- [Texto proporcionado]
Más aún, algunos le califican como el filósofo anti filósofo que promovía el fin de la filosofía, pero yo diría que era más bien un meta-filosófo pues tenía la afición intelectual de inspeccionar la pertinencia de los problemas del gremio y plantear escenarios alternativos: ¿y si esta no fuera una cuestión que vale la pena pensar?, solía preguntar.
No obstante, más allá de estas consideraciones, creo que si algo unificó su trayectoria fue su empeño de reencantar el mundo ante la finitud, ante la inminencia de la muerte. Lo que más estimuló su temperamento filosófico fue llevar el imperativo de nuestra mortalidad a todos los rincones de la cultura.
Siguiendo a algunos filosofos contemporáneos, Rorty considera que el unico acceso cognitivo que tenemos a las estrellas o a los árboles reside en nuestras capacidad de usar palabras como “árbol” o “estrella”. Desde este punto de vista, cuando decimos que aumenta nuestro conocimiento no queremos decir que tenemos mejor acceso a lo real o que el resultado del uso de la razón sea levantar los “velos de lo aparente”, sino que tenemos una mejor capacidad de hacer cosas, en sus palabras: “de participar en prácticas sociales que posibilitan una vida humana más plena y rica”. En su perspectiva, la forma en que esta capacidad se mejora tiene que ver con la ampliación del lenguaje a través de más metáforas que, como ya adelantaba Nietszche, se literalizan como verdades. Como resultado, el filósofo vincula esta idea del conocimiento con la tesis romántica: “de que la razón no puede seguir ningún sendero que la imaginación no haya desbrozado antes”.
Consecuentemente, Rorty defiende una concepción sobre la poesía, intencionadamente ampliada, que recupera Shelley: “esa palabra [poesía] puede definirse como la expresión de la Imaginación (…) A un tiempo centro y circunferencia del conocimiento (…) Es simultáneamente raíz y floración de todos los demás sistemas de pensamiento”. Así, incluye en la figura del poeta, la prosa de pensadores que han propuesto nuevos lenguajes tan diversos como Platón, Newton, Darwin, Hegel o Freud. Rorty los piensa como versificadores tanto como a Blake. Estos nuevos lenguajes pueden incluir ecuaciones matemáticas, narrativas dramáticas o innovación prosódica, da igual, nos dice. Lo relevante es que amplían el vocabulario mediante la imaginación. Con ello, nos permiten mayor diversidad, nos permiten renunciar al “uno” fundamental de la idea de Dios y, con él, a la inmortalidad.

[Datos guardados]

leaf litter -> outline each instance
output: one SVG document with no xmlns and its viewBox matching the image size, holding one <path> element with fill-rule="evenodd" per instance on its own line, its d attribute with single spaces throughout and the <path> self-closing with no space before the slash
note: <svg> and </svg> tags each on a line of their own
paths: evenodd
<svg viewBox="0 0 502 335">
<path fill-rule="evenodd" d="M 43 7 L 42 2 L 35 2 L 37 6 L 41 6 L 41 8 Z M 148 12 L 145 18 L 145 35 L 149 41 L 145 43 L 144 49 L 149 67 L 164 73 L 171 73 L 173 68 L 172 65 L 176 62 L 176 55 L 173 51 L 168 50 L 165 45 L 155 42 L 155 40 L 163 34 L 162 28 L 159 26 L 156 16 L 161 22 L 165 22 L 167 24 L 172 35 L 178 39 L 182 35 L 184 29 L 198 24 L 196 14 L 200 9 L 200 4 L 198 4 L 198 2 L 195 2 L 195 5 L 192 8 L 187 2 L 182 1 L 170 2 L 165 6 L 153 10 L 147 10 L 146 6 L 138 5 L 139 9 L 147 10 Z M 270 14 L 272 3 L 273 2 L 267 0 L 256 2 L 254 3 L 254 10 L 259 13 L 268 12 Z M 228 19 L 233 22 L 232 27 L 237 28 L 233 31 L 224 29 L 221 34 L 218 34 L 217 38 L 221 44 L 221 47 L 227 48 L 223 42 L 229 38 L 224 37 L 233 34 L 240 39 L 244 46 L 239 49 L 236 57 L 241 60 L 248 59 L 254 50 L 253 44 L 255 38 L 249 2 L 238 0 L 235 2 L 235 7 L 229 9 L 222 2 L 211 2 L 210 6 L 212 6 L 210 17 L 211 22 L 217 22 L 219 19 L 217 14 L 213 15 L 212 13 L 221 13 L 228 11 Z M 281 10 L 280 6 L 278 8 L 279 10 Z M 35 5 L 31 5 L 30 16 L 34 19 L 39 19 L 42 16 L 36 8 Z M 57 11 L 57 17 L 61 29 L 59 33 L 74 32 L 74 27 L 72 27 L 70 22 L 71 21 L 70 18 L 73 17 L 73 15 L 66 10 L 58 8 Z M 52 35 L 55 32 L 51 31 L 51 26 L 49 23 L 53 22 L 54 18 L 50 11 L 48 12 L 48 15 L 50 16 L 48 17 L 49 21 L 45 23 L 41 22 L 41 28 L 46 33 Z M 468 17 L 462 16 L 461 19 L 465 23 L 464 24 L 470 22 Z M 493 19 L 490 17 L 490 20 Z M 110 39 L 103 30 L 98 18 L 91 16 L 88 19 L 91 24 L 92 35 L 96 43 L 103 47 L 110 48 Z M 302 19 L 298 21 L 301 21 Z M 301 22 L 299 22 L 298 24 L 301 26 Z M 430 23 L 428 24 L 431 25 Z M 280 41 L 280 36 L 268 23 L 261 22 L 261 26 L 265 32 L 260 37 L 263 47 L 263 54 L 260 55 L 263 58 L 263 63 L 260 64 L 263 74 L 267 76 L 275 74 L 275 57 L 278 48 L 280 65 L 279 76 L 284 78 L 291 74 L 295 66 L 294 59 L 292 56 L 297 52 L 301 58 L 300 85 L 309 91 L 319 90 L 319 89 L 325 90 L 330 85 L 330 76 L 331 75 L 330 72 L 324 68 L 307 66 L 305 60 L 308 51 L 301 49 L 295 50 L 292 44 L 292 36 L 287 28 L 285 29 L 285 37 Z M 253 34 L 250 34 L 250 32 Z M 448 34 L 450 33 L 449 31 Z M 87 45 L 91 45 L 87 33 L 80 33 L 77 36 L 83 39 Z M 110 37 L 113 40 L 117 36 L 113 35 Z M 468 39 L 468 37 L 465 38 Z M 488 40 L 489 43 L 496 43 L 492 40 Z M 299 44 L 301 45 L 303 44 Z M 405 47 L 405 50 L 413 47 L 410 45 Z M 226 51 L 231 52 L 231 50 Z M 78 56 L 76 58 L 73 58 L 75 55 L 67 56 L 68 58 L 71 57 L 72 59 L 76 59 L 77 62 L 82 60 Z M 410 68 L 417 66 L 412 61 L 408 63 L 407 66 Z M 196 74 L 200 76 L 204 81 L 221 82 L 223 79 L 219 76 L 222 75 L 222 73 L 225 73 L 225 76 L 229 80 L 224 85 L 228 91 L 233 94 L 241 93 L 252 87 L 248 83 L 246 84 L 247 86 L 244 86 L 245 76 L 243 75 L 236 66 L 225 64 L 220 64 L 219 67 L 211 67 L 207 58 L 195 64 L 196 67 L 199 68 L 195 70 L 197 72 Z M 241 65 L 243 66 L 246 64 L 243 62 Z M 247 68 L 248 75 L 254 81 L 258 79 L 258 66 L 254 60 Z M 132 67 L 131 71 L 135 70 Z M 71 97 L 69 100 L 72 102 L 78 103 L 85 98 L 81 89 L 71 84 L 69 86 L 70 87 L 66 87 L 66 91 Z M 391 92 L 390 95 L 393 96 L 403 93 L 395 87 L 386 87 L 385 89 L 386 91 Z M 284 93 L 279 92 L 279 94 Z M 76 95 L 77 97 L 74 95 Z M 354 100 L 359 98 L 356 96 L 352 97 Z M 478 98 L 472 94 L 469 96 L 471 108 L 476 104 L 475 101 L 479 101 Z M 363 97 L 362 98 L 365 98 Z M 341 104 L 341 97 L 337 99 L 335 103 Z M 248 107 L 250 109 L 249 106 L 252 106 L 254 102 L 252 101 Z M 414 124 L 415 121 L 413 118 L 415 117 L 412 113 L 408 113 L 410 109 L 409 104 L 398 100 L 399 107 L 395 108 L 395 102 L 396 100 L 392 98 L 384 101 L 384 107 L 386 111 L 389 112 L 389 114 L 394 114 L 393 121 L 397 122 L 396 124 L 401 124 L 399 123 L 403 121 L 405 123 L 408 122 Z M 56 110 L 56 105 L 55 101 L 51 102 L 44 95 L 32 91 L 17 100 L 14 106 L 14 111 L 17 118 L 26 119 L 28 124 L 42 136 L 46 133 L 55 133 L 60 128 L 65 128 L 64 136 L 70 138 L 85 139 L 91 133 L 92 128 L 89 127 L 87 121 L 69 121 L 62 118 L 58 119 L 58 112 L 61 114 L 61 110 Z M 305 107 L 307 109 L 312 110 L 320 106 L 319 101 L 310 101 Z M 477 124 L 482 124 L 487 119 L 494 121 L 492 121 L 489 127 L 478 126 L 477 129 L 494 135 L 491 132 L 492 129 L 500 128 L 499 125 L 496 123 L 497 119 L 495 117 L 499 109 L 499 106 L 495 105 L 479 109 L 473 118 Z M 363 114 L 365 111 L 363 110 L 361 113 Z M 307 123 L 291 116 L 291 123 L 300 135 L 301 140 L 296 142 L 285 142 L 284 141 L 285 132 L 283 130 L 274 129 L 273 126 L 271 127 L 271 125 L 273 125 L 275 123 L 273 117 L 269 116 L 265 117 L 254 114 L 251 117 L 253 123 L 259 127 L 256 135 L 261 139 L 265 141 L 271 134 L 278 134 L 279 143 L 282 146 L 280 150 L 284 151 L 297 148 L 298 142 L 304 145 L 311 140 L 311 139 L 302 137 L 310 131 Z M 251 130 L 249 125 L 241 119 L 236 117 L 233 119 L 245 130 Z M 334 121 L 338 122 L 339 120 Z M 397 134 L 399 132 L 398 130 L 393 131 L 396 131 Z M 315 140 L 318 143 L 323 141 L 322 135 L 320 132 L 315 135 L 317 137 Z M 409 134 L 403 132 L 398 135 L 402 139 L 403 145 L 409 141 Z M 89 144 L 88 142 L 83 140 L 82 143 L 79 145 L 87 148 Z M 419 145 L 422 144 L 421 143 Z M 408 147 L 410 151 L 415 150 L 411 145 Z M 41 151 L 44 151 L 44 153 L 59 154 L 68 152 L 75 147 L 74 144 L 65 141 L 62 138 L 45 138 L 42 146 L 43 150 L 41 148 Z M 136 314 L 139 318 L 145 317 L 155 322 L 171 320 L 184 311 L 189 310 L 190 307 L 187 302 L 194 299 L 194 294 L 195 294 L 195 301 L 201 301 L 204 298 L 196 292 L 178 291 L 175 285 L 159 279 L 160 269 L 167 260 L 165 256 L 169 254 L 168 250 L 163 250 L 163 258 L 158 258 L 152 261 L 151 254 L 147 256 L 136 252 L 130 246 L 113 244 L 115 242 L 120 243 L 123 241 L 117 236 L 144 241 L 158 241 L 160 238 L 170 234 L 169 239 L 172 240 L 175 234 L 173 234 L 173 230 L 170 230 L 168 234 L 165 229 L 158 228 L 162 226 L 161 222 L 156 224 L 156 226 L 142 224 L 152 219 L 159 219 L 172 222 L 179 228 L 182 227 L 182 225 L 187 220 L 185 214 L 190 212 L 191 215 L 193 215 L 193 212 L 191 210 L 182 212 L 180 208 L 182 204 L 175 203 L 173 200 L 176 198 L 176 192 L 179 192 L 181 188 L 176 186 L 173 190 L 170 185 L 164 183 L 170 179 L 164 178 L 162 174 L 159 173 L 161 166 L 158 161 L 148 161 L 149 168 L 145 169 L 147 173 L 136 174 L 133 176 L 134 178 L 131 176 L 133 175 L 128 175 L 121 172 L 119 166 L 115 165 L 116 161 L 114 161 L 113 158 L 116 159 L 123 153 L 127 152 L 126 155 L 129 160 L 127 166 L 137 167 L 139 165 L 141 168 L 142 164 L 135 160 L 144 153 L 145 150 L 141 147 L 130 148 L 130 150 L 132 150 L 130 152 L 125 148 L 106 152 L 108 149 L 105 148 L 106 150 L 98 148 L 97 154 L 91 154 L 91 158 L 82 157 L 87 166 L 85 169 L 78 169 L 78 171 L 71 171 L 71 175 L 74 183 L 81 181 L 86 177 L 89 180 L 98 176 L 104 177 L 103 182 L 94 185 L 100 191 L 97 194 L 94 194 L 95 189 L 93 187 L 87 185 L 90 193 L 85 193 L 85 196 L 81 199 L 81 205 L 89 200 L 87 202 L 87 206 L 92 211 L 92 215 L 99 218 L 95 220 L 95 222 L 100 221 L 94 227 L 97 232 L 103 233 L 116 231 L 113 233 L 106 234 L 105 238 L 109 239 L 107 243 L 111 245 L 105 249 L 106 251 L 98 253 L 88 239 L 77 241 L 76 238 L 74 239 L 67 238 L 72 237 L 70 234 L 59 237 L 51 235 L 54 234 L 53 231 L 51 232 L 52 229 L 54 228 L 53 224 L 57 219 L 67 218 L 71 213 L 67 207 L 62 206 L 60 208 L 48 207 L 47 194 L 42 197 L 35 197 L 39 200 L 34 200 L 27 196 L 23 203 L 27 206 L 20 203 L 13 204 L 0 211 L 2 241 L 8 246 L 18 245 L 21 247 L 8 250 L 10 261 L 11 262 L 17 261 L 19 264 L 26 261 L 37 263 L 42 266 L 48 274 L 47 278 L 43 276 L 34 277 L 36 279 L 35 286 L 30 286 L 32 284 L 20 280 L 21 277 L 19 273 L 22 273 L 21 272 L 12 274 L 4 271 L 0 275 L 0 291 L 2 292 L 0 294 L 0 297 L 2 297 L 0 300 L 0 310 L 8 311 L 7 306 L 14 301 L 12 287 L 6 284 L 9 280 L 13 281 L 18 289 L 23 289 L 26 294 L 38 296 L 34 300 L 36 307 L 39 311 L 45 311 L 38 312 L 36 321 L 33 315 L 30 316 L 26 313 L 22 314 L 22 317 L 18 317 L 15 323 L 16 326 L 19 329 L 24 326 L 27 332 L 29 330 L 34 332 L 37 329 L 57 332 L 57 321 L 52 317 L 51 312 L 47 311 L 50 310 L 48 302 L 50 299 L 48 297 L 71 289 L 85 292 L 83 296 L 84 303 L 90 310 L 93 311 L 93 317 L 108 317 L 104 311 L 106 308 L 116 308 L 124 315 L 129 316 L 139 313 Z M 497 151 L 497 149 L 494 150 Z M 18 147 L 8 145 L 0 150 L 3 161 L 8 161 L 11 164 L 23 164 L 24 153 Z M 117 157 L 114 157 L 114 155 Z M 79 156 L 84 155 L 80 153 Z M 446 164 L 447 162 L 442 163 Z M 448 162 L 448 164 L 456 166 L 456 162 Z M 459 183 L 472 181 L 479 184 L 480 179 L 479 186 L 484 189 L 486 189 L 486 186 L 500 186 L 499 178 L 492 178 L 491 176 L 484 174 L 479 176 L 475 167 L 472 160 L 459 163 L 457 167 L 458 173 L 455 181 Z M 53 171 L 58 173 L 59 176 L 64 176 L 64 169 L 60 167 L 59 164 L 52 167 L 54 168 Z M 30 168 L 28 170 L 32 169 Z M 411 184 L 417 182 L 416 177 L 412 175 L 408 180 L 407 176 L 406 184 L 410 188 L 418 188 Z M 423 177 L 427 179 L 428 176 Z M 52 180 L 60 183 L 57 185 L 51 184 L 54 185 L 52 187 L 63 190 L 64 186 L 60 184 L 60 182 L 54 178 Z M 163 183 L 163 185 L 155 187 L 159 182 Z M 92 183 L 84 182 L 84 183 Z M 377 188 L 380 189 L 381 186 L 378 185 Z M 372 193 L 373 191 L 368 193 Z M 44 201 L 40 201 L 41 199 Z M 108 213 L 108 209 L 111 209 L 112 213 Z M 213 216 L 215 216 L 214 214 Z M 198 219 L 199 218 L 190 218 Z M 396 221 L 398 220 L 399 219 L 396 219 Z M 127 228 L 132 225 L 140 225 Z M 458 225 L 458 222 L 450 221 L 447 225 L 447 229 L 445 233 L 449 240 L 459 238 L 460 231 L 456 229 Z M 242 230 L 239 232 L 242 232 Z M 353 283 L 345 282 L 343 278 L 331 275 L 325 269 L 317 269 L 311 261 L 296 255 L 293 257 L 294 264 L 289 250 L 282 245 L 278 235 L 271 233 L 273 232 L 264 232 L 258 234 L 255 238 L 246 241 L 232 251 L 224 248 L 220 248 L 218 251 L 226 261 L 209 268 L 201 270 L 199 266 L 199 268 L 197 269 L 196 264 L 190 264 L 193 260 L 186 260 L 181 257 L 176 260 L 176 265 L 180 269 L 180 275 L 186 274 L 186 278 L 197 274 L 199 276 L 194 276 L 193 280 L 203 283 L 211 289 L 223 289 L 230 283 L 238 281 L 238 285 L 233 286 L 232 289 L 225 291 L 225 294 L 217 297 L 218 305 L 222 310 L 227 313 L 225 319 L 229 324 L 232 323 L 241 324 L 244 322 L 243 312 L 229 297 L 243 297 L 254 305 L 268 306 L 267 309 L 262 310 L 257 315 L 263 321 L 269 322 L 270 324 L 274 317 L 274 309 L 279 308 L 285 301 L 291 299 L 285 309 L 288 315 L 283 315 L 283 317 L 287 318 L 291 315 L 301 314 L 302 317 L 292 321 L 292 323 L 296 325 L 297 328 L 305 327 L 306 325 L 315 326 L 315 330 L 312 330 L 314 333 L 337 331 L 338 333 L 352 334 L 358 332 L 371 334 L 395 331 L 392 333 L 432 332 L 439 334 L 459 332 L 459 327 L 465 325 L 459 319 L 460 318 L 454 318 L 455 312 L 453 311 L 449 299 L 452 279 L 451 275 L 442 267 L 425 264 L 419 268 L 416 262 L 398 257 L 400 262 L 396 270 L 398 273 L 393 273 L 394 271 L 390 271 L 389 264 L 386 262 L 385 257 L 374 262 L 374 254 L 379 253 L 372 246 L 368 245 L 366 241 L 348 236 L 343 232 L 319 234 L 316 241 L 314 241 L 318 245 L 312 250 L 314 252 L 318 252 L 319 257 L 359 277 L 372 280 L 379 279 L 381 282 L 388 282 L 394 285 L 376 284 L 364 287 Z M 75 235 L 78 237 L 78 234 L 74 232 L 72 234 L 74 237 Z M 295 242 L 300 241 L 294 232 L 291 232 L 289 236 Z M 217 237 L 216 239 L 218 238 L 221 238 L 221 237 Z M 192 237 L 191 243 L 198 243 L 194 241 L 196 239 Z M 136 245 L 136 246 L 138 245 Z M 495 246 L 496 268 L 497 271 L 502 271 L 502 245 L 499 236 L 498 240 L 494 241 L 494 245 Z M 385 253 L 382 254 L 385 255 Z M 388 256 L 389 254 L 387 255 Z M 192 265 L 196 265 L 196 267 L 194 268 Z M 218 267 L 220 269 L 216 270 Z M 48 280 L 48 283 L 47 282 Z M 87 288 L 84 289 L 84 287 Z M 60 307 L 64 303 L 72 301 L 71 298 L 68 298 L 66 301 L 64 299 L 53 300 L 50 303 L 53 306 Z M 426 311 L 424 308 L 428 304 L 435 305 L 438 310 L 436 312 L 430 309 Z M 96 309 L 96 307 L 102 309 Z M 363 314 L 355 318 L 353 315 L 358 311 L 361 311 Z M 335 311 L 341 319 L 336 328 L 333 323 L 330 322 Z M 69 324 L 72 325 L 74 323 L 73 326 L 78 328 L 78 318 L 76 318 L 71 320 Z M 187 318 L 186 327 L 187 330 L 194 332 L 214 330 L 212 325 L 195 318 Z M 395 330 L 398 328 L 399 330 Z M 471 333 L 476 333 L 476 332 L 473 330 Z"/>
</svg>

- [Partes del ejercicio]
[1] Transcribe del texto sobre Rorty el fragmento que empieza con las palabras que contienen "Consecuentemente, Rorty defiende" y termina con "a la inmortalidad.".
[2] Responde estas preguntas con lo que dice el texto sobre Rorty:
(a) ¿A qué poeta recupera Rorty para su idea de la poesía?
(b) Según Rorty, ¿en qué está el único acceso cognitivo que tenemos a las estrellas o a los árboles?
(c) ¿Qué pensadores incluye Rorty en la figura del poeta?
[3] Según el texto sobre Rorty, ¿por qué mete Rorty a pensadores como Platón, Newton o Darwin en la figura del poeta? Explícalo en una a tres oraciones.

- [Resultados en orden]
[1]
Consecuentemente, Rorty defiende una concepción sobre la poesía, intencionadamente ampliada, que recupera Shelley: “esa palabra [poesía] puede definirse como la expresión de la Imaginación (…) A un tiempo centro y circunferencia del conocimiento (…) Es simultáneamente raíz y floración de todos los demás sistemas de pensamiento”. Así, incluye en la figura del poeta, la prosa de pensadores que han propuesto nuevos lenguajes tan diversos como Platón, Newton, Darwin, Hegel o Freud. Rorty los piensa como versificadores tanto como a Blake. Estos nuevos lenguajes pueden incluir ecuaciones matemáticas, narrativas dramáticas o innovación prosódica, da igual, nos dice. Lo relevante es que amplían el vocabulario mediante la imaginación. Con ello, nos permiten mayor diversidad, nos permiten renunciar al “uno” fundamental de la idea de Dios y, con él, a la inmortalidad.

[2]
(a) A Shelley.
(b) En nuestra capacidad de usar palabras como "árbol" o "estrella".
(c) Platón, Newton, Darwin, Hegel y Freud.

[3] Rorty toma de Shelley una idea de la poesía ampliada a propósito, como expresión de la Imaginación, y esos pensadores propusieron nuevos lenguajes. Lo que cuenta para él es que amplían el vocabulario mediante la imaginación, da igual si lo hacen con ecuaciones matemáticas, narrativas dramáticas o innovación prosódica.